_TASK DIRECTIONS_.
Reproduce part of the commit log below word for word, beginning at "Sébastien Han [Fri, 16 Nov 2018 09:37:07" and stopping after "clusters and above.".

==== TEXT PASSAGE ====

Sébastien Han [Fri, 16 Nov 2018 09:42:34 +0000 (10:42 +0100)]

test_lookup_ceph_initial_entities: fix

The previous dict was missing 2 entities:

* client.bootstrap-mgr
* client.bootstrap-rbd-mirror

So the test was failing since it expects 7 entities to match.

Signed-off-by: Sébastien Han <seb@redhat.com>

commit | commitdiff | tree

Sébastien Han [Fri, 16 Nov 2018 09:41:12 +0000 (10:41 +0100)]

test_build_key_path_bootstrap_osd: fix

The entity name is client.bootstrap-osd (as returned by Ceph), and not
bootstrap-osd. The build_key_path function split 'client.bootstrap-osd'
on the '.' so using bootstrap-osd fails with index out of range.

Signed-off-by: Sébastien Han <seb@redhat.com>

commit | commitdiff | tree

Sébastien Han [Fri, 16 Nov 2018 09:37:07 +0000 (10:37 +0100)]

ceph_key: remove set-uid support

The support of set-uid was remove from Ceph during the Nautilus cycle by
the following commit: d6def8ba1126209f8dcb40e296977dc2b09a376e so this
will not work anymore when deploying Nautilus clusters and above.

Signed-off-by: Sébastien Han <seb@redhat.com>

commit | commitdiff | tree

Sébastien Han [Sun, 18 Nov 2018 15:10:11 +0000 (16:10 +0100)]

ceph_key: use the right container runtime binary

Rework all the ceph_key invocation to use either docker or podman
binary.

Signed-off-by: Sébastien Han <seb@redhat.com>

commit | commitdiff | tree

Sébastien Han [Sat, 17 Nov 2018 18:58:54 +0000 (19:58 +0100)]

client: do not use a dummy container anymore

Since 84fcf4639140c390a7f1fcd790ba190503713f86 we now use the container
binary cli to create ceph keys instead of creating a container and
'docker execing' into it.

Signed-off-by: Sébastien Han <seb@redhat.com>

commit | commitdiff | tree

Sébastien Han [Thu, 8 Nov 2018 09:02:37 +0000 (10:02 +0100)]

Add new container scenario

Test with podman instead of docker and also support for python 3 only.

Signed-off-by: Sébastien Han <seb@redhat.com>

commit | commitdiff | tree

Sébastien Han [Fri, 16 Nov 2018 09:46:10 +0000 (10:46 +0100)]

ceph_key: rework container support

Previously, we were doing a 'docker exec' inside a mon container, this
worked but this wasn't ideal since it required a mon to be up to
generate keys. We must be able to generate a key without a running mon,
e.g, when we create the initial key or simply when you want to generate
a key from any node that is not a mon.

==== RECORDED INFORMATION ====

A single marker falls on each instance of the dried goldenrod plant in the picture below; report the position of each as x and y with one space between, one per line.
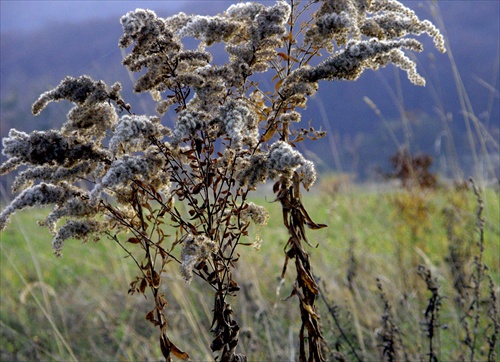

====

_RESULT_.
Sébastien Han [Fri, 16 Nov 2018 09:37:07 +0000 (10:37 +0100)]

ceph_key: remove set-uid support

The support of set-uid was remove from Ceph during the Nautilus cycle by
the following commit: d6def8ba1126209f8dcb40e296977dc2b09a376e so this
will not work anymore when deploying Nautilus clusters and above.